## DATA
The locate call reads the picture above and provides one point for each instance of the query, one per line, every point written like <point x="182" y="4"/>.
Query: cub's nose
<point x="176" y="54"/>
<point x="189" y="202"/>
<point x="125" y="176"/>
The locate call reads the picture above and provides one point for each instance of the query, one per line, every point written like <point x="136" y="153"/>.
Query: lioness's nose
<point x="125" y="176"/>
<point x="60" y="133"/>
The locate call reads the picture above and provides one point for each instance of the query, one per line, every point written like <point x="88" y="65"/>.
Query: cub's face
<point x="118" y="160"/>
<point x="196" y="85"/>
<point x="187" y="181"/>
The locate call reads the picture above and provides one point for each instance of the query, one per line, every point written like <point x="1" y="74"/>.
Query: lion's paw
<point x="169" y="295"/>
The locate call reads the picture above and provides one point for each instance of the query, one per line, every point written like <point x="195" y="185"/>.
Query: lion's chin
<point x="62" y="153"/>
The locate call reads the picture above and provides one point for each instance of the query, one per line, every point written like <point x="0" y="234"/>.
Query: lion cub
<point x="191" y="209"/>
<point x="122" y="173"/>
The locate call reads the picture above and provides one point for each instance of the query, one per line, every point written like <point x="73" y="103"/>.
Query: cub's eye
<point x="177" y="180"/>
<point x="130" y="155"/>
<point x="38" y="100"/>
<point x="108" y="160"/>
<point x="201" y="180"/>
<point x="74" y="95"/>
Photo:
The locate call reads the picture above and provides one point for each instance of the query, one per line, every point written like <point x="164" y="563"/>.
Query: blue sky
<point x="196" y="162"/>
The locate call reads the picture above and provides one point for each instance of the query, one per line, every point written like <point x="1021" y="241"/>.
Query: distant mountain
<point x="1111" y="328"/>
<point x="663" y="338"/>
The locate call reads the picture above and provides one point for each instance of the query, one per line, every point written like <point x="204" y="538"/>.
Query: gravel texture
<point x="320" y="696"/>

## ASSIGNED TASK
Retype each line above, keeping every character.

## YOUR SOLUTION
The locate call reads the picture above and provides one point for each instance of the query, one per line, every point written like <point x="182" y="4"/>.
Query: cub's nose
<point x="176" y="54"/>
<point x="189" y="202"/>
<point x="125" y="176"/>
The locate call reads the picture above and provides one point for each instance of the query, one per line, every point written like <point x="136" y="153"/>.
Query: lioness's nose
<point x="125" y="176"/>
<point x="60" y="133"/>
The locate call reads the picture above and provides one point for each instance of the query, one per line, every point written like <point x="88" y="65"/>.
Query: cub's face
<point x="118" y="160"/>
<point x="196" y="85"/>
<point x="187" y="181"/>
The locate call reads the picture above and provides one point for each instance of the query, one per line, every point written like <point x="1" y="74"/>.
Query: lion's paw
<point x="169" y="295"/>
The locate call reads the picture above and provides one point for each instance of the query, one per line, every point written like <point x="195" y="185"/>.
Query: lion's chin
<point x="62" y="153"/>
The locate call reads the picture above and provides one point for each instance of the query, one per line, every point written like <point x="0" y="234"/>.
Query: lion cub
<point x="191" y="209"/>
<point x="122" y="173"/>
The locate call reads the picture above and provides one point for each instance of the query, one per line, every point written like <point x="73" y="103"/>.
Query: cub's eye
<point x="177" y="180"/>
<point x="130" y="155"/>
<point x="38" y="100"/>
<point x="108" y="160"/>
<point x="201" y="180"/>
<point x="74" y="95"/>
Photo:
The locate call reads the picture above and provides one point for each instance of the query, one per line, every point written like <point x="164" y="563"/>.
Query: blue sky
<point x="196" y="162"/>
The locate call reads the picture above and provides one point for each instance of the query, one per line, every point written like <point x="1021" y="241"/>.
Query: distant mountain
<point x="1111" y="328"/>
<point x="663" y="338"/>
The locate call reads the picture above and provides one point for each instance of the query, one per line, every point written like <point x="204" y="538"/>.
Query: gravel texture
<point x="320" y="696"/>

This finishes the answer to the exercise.